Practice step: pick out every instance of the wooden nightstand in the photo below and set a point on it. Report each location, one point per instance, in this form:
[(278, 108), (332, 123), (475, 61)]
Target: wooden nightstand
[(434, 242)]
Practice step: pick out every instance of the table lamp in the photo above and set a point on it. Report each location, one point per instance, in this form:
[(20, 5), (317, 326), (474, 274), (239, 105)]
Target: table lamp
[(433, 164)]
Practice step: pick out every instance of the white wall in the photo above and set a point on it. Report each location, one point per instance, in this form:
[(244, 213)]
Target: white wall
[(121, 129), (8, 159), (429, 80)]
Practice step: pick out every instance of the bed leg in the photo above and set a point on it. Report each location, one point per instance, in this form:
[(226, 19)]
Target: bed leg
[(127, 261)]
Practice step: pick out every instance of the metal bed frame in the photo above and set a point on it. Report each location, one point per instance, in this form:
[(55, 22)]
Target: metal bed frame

--

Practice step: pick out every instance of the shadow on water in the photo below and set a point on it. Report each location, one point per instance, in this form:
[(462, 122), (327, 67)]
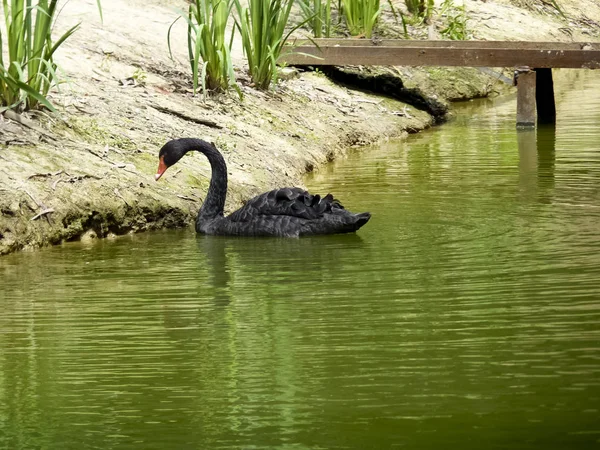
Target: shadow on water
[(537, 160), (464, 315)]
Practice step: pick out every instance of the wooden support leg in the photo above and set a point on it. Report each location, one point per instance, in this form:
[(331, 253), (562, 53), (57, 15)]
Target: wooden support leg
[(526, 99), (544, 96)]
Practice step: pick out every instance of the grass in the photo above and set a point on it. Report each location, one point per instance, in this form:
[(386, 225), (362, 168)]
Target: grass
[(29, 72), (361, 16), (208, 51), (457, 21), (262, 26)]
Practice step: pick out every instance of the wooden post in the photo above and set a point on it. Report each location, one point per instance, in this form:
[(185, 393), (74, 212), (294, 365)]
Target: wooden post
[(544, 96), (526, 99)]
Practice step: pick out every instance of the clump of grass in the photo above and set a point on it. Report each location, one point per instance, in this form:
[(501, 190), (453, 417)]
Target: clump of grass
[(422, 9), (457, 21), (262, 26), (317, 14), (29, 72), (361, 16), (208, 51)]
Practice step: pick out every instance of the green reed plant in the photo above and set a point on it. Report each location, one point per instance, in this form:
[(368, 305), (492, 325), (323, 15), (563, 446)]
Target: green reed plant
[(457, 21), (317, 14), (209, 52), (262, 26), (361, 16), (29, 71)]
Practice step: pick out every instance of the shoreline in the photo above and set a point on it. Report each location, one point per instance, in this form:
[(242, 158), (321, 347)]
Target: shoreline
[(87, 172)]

--

• **Job**: Retype the records from the line with "Practice step: pick out every instance of the white" to the line with "Target: metal bed frame", reproducing every line between them without any change.

• **Solution below**:
Practice step: pick out every instance of the white wall in the photo above and set a point on it. Report each location, one point per instance, in this form:
[(244, 213)]
Target: white wall
[(121, 129), (8, 159), (429, 80)]
Practice step: pick out every instance of the bed leg in the photo above and set a point on it. Report each location, one point per instance, in this form:
[(226, 19)]
Target: bed leg
[(127, 261)]
Practice step: pick out every instance of the metal bed frame in the photo above and set a point on it. Report each location, one point per instance, in this form:
[(55, 22)]
Target: metal bed frame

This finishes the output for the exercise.